Representatives from advocacy, civil rights, workers and creative groups also will be at the closed-door bipartisan meeting organized by Senate Majority Leader Chuck Schumer.
Elon Musk and Mark Zuckerberg.
Elon Musk and Mark Zuckerberg.AP; AFP

WASHINGTON — Elon Musk, Mark Zuckerberg and other leaders in the tech industry will gather at the Capitol next month for the first in a series of policy forums to discuss ways to regulate artificial intelligence, a spokesperson for Senate Majority Leader Chuck Schumer said Monday.

In addition to Musk and Zuckerberg, other confirmed chief executives include Microsoft's Satya Nadella, Alphabet's Sundar Pichai, OpenAI's Sam Altman and NVIDIA's Jensen Huang, as well as former Google CEO Eric Schmidt.

Musk, the CEO of SpaceX and Tesla, is a co-founder of and a major investor in OpenAI, the parent company of the AI chatbot ChatGPT. Zuckerberg is the CEO of Meta, the parent company of Facebook.

Representatives from advocacy, civil rights, workers and creative groups also will be at the closed-door bipartisan gathering on Sept. 13 organized by Schumer, D-N.Y., his spokesperson said.

## Work request
Print the whole news report on the Senate forum on artificial intelligence, word for word.

## Extracted information
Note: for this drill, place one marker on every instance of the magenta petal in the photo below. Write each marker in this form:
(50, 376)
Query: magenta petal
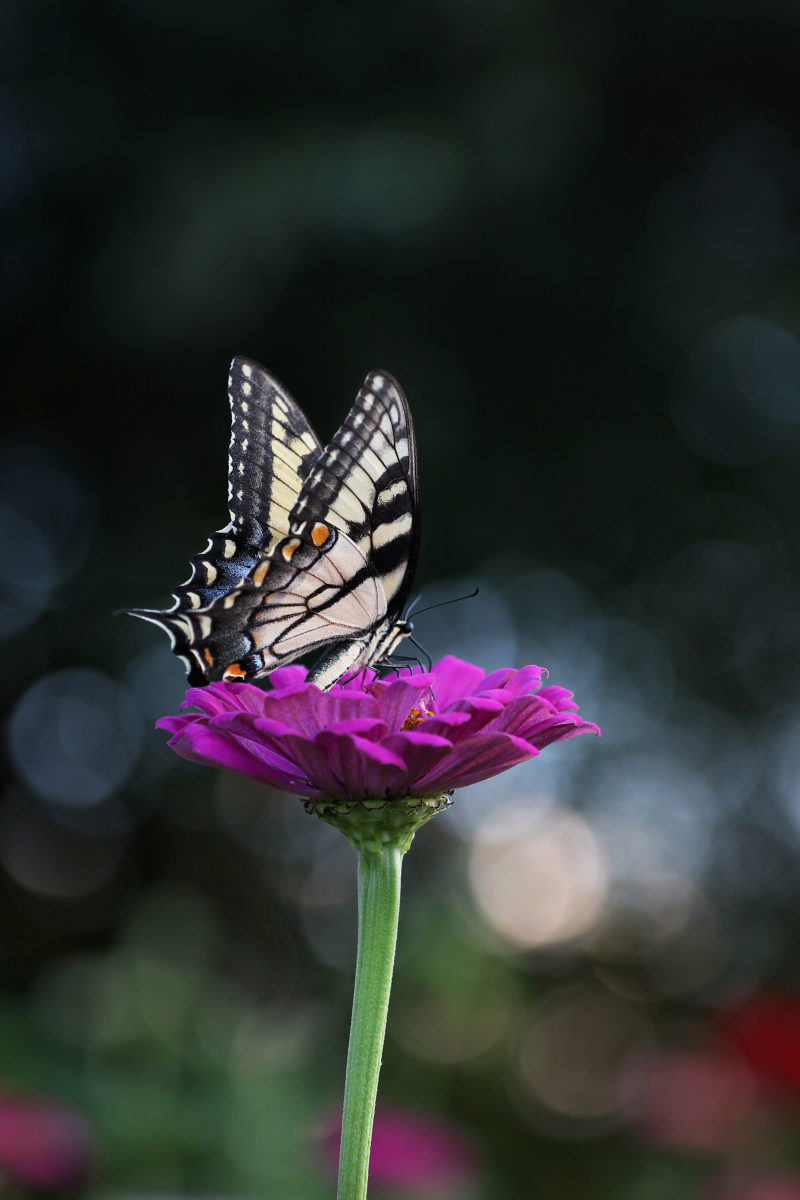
(521, 683)
(561, 729)
(524, 713)
(211, 700)
(312, 761)
(296, 708)
(476, 759)
(335, 707)
(480, 709)
(455, 679)
(364, 768)
(350, 742)
(420, 753)
(175, 724)
(283, 678)
(561, 699)
(449, 725)
(373, 729)
(200, 743)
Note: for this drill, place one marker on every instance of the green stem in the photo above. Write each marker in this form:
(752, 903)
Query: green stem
(379, 893)
(380, 831)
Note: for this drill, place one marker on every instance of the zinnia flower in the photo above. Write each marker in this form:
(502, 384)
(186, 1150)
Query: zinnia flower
(410, 733)
(43, 1146)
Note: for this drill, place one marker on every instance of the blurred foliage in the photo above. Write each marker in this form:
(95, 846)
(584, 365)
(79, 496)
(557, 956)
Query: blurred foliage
(573, 233)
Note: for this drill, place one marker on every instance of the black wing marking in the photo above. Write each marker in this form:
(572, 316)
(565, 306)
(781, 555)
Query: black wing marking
(343, 573)
(312, 589)
(272, 448)
(366, 484)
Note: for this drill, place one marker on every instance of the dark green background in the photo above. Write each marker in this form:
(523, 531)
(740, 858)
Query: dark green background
(572, 232)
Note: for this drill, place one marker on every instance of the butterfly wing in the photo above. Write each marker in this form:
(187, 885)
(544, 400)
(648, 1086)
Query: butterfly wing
(343, 573)
(366, 485)
(272, 449)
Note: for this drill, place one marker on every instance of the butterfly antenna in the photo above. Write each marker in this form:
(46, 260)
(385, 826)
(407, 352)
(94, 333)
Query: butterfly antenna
(470, 595)
(413, 605)
(422, 651)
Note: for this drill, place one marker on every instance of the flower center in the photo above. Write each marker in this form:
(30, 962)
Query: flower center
(415, 717)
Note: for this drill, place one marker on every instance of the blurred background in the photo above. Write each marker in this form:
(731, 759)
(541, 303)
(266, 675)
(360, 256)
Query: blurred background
(572, 231)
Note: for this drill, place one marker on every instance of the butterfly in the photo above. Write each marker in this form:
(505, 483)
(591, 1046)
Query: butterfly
(322, 544)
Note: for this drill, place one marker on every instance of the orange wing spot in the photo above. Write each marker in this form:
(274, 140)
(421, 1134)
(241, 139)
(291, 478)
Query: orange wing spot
(259, 574)
(319, 534)
(234, 671)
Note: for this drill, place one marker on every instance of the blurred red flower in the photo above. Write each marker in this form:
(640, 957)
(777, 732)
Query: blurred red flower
(42, 1145)
(765, 1031)
(420, 1153)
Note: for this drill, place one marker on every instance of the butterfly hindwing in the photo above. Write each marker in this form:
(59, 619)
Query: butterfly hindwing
(271, 450)
(313, 588)
(342, 575)
(366, 484)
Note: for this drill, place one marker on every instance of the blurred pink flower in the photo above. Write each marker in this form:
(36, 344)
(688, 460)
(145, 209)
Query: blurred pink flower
(693, 1101)
(42, 1145)
(422, 1155)
(768, 1186)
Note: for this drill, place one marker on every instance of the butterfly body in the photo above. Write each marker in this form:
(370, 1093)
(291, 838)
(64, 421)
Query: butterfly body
(322, 544)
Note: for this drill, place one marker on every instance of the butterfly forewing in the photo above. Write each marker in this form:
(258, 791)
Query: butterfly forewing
(366, 485)
(322, 544)
(312, 589)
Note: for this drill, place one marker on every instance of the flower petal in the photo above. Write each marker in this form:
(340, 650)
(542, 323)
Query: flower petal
(480, 709)
(290, 677)
(453, 679)
(365, 768)
(421, 753)
(473, 760)
(202, 743)
(560, 697)
(335, 707)
(517, 683)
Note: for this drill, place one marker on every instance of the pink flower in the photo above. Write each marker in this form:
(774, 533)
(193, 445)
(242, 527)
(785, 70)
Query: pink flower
(419, 1153)
(404, 735)
(42, 1145)
(692, 1101)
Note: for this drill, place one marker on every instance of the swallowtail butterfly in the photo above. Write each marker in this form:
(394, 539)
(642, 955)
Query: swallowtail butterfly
(322, 544)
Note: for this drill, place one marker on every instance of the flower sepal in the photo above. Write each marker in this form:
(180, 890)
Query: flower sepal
(373, 825)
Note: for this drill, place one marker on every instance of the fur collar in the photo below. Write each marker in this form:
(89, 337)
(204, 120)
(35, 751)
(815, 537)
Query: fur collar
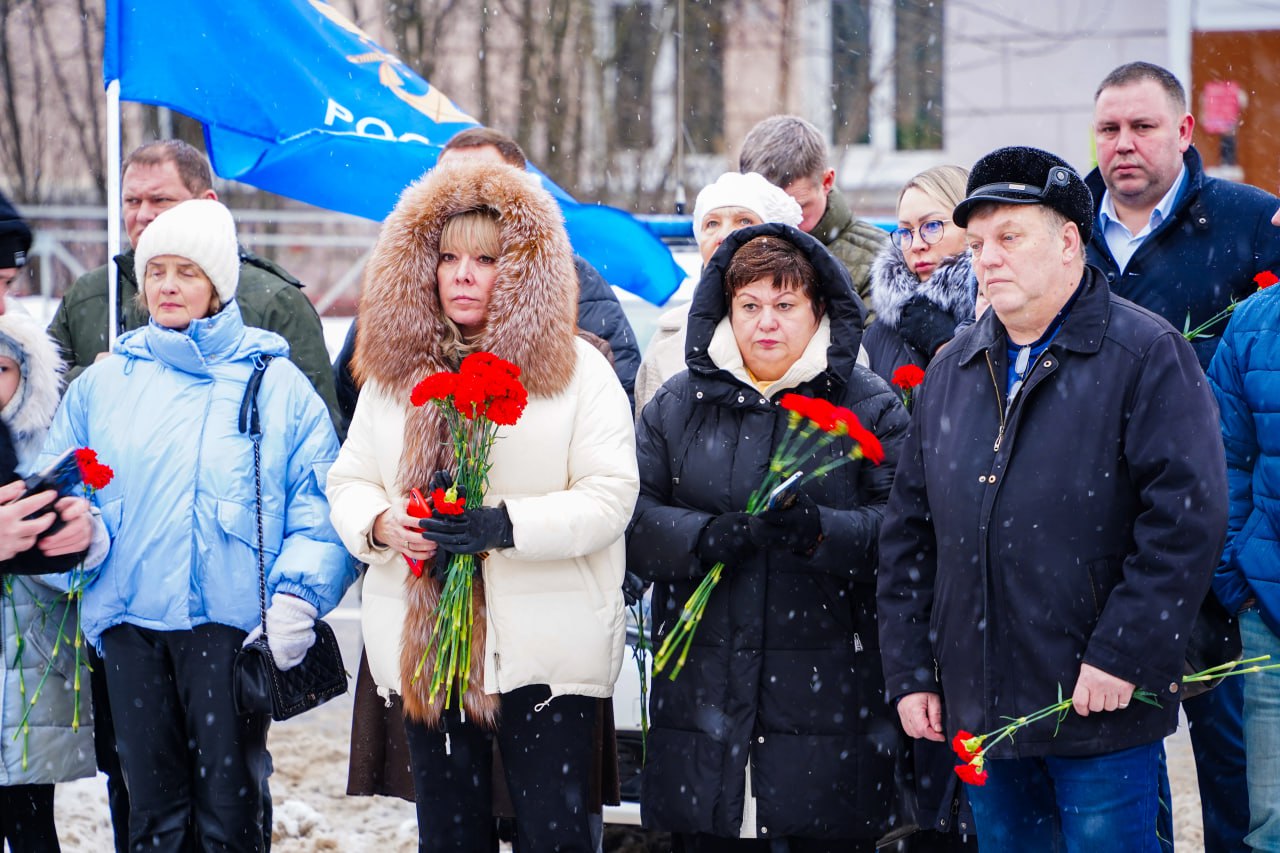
(951, 287)
(31, 410)
(533, 310)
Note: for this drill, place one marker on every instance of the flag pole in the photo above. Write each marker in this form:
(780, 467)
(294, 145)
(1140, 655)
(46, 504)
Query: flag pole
(113, 208)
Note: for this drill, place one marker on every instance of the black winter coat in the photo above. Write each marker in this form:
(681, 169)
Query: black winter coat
(784, 667)
(1086, 528)
(1217, 237)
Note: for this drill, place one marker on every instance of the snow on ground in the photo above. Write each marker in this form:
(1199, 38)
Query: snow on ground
(314, 813)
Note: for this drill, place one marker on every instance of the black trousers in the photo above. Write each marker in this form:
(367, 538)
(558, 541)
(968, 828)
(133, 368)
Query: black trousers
(193, 767)
(545, 756)
(109, 762)
(702, 843)
(27, 819)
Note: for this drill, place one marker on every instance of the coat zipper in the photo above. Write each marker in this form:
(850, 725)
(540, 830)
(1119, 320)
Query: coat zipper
(1000, 406)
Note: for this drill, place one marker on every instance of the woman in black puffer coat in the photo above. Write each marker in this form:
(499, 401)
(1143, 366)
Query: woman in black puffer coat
(923, 287)
(777, 728)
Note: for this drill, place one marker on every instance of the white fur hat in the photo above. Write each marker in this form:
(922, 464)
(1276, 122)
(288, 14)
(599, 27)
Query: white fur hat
(201, 231)
(752, 191)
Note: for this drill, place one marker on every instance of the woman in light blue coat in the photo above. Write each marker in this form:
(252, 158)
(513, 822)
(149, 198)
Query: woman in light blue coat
(177, 594)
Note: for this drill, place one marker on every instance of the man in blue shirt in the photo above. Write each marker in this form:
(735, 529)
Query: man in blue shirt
(1185, 246)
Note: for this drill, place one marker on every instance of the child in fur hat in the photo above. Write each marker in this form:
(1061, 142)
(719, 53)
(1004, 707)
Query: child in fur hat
(39, 743)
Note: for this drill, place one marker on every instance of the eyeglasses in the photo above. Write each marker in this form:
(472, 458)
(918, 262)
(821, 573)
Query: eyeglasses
(931, 232)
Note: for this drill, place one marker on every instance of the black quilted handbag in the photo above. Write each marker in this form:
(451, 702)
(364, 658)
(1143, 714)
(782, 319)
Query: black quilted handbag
(260, 685)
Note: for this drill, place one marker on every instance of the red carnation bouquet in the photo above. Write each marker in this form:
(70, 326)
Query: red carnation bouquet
(906, 378)
(484, 395)
(812, 427)
(94, 477)
(1264, 279)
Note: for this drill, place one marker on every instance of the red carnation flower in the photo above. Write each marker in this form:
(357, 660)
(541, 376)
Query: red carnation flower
(444, 506)
(506, 411)
(872, 450)
(908, 377)
(417, 506)
(92, 473)
(972, 774)
(469, 396)
(959, 746)
(438, 386)
(97, 477)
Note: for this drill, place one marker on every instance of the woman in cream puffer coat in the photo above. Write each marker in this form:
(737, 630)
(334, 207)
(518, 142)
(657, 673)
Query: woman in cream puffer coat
(549, 614)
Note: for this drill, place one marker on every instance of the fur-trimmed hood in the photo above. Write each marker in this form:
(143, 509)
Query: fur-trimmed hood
(951, 287)
(32, 407)
(533, 309)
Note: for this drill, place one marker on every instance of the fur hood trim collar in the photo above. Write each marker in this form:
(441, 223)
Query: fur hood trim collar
(951, 287)
(32, 407)
(533, 308)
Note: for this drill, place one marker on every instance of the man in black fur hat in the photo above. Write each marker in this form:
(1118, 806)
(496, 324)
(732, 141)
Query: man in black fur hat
(14, 245)
(1055, 520)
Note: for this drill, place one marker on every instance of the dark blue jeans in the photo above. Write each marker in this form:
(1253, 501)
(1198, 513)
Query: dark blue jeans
(1054, 804)
(1217, 742)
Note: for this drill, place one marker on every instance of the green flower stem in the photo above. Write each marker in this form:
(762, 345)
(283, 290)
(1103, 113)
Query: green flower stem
(641, 653)
(1200, 331)
(792, 450)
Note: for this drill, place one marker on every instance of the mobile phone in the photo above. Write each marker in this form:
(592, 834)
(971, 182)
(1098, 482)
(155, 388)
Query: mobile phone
(784, 496)
(63, 477)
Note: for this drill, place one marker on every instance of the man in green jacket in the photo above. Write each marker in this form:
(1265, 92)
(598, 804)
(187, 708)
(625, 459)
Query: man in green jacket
(156, 177)
(791, 153)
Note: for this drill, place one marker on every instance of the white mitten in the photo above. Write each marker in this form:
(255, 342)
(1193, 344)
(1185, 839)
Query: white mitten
(289, 629)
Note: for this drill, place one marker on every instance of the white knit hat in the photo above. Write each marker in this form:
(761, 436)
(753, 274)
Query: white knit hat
(201, 231)
(752, 191)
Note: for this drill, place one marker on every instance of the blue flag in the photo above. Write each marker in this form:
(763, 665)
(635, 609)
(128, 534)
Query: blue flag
(296, 99)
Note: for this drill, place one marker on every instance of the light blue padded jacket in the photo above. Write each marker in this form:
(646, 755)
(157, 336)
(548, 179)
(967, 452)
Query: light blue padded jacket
(163, 413)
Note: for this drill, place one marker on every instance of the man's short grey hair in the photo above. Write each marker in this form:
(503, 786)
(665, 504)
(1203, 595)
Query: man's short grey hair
(782, 149)
(1132, 73)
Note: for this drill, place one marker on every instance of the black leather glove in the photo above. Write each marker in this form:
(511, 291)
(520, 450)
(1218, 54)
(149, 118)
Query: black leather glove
(484, 528)
(726, 538)
(796, 528)
(924, 325)
(632, 588)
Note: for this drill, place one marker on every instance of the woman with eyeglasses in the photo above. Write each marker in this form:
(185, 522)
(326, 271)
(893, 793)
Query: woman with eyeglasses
(922, 283)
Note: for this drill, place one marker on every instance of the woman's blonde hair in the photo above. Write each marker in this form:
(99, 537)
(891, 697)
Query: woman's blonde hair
(945, 185)
(474, 232)
(471, 232)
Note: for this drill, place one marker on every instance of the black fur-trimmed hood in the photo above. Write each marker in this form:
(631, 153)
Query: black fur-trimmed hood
(952, 286)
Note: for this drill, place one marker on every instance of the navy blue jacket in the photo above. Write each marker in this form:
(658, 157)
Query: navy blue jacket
(1083, 527)
(1246, 377)
(1206, 254)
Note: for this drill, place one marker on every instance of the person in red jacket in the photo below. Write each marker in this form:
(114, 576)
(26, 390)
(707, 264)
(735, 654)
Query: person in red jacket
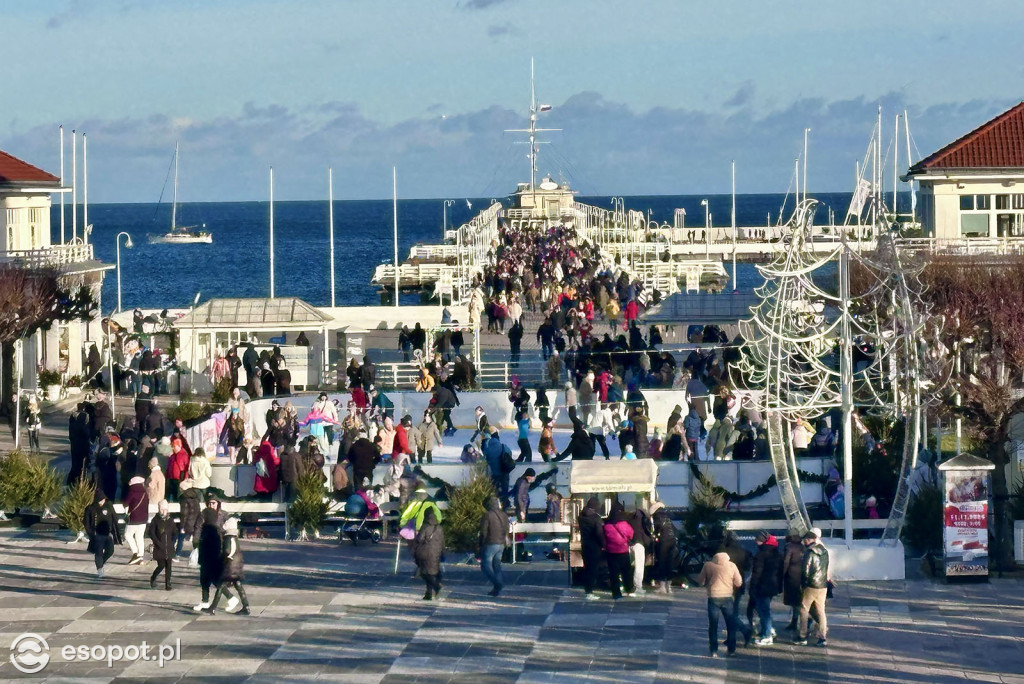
(632, 310)
(617, 535)
(266, 468)
(177, 469)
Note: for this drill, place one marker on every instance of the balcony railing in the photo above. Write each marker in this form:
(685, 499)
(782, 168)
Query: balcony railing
(57, 255)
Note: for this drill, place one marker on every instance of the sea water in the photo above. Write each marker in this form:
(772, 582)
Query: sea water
(237, 264)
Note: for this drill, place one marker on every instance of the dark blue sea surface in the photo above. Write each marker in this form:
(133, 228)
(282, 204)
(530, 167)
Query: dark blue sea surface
(237, 264)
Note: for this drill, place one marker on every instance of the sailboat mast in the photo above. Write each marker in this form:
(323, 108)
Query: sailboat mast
(532, 133)
(174, 201)
(913, 199)
(895, 166)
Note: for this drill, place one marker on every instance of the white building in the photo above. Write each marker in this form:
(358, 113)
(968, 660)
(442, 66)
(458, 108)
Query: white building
(974, 186)
(26, 199)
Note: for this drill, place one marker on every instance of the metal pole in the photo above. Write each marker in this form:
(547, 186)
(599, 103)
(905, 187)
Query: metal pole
(110, 366)
(960, 421)
(906, 134)
(85, 193)
(735, 286)
(846, 372)
(17, 393)
(394, 211)
(806, 131)
(330, 183)
(117, 243)
(74, 184)
(62, 237)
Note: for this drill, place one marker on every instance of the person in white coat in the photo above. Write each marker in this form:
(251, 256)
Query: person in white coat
(602, 423)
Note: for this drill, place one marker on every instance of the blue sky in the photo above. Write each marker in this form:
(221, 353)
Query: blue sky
(654, 96)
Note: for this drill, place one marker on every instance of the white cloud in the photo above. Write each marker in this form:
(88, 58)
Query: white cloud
(605, 147)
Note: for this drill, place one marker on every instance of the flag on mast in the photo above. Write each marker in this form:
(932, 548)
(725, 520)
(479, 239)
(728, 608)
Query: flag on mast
(859, 198)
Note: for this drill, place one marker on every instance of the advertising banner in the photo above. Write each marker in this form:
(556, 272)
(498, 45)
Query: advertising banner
(966, 522)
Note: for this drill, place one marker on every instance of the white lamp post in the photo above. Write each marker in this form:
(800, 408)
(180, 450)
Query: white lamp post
(128, 244)
(446, 204)
(704, 203)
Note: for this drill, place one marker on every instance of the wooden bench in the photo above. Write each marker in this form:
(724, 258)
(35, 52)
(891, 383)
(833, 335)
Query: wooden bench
(556, 531)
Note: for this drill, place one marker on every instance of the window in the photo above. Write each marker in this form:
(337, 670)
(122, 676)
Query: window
(974, 225)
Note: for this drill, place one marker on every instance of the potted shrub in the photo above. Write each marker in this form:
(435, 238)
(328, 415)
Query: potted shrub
(74, 385)
(308, 511)
(28, 482)
(76, 499)
(50, 382)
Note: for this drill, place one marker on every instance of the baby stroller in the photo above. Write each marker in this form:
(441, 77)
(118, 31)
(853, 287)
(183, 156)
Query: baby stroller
(360, 516)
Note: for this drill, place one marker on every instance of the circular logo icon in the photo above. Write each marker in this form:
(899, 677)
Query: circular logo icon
(30, 653)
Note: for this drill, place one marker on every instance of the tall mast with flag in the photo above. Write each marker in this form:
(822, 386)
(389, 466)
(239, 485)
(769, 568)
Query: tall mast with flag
(535, 109)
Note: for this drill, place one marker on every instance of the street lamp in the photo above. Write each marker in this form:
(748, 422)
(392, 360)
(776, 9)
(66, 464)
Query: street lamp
(192, 359)
(446, 204)
(128, 244)
(704, 203)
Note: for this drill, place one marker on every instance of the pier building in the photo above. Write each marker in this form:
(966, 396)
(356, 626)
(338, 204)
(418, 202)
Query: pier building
(973, 188)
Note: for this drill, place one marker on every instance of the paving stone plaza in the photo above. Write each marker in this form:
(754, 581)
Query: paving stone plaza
(329, 612)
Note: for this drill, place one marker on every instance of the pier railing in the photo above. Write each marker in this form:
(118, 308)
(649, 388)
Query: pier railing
(965, 246)
(489, 375)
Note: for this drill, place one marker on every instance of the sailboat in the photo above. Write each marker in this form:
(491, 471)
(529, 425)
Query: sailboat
(180, 234)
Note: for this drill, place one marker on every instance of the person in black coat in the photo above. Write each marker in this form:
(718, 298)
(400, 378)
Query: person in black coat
(665, 548)
(364, 456)
(766, 582)
(210, 561)
(108, 459)
(591, 544)
(427, 549)
(793, 565)
(673, 447)
(231, 571)
(164, 532)
(100, 524)
(79, 434)
(581, 445)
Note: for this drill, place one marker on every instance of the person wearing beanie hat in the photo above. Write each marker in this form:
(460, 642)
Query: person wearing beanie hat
(814, 580)
(231, 573)
(137, 514)
(665, 548)
(521, 489)
(591, 544)
(155, 483)
(100, 523)
(617, 535)
(209, 552)
(766, 582)
(164, 532)
(553, 504)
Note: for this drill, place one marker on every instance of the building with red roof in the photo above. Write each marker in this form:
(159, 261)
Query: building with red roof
(974, 186)
(26, 200)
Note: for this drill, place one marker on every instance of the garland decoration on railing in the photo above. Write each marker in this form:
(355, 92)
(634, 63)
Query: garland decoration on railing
(760, 490)
(443, 486)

## Exercise result
Representatives from advocacy, civil rights, workers and creative groups also will be at the closed-door bipartisan meeting organized by Senate Majority Leader Chuck Schumer.
Elon Musk and Mark Zuckerberg.
Elon Musk and Mark Zuckerberg.AP; AFP

WASHINGTON — Elon Musk, Mark Zuckerberg and other leaders in the tech industry will gather at the Capitol next month for the first in a series of policy forums to discuss ways to regulate artificial intelligence, a spokesperson for Senate Majority Leader Chuck Schumer said Monday.

In addition to Musk and Zuckerberg, other confirmed chief executives include Microsoft's Satya Nadella, Alphabet's Sundar Pichai, OpenAI's Sam Altman and NVIDIA's Jensen Huang, as well as former Google CEO Eric Schmidt.

Musk, the CEO of SpaceX and Tesla, is a co-founder of and a major investor in OpenAI, the parent company of the AI chatbot ChatGPT. Zuckerberg is the CEO of Meta, the parent company of Facebook.

Representatives from advocacy, civil rights, workers and creative groups also will be at the closed-door bipartisan gathering on Sept. 13 organized by Schumer, D-N.Y., his spokesperson said.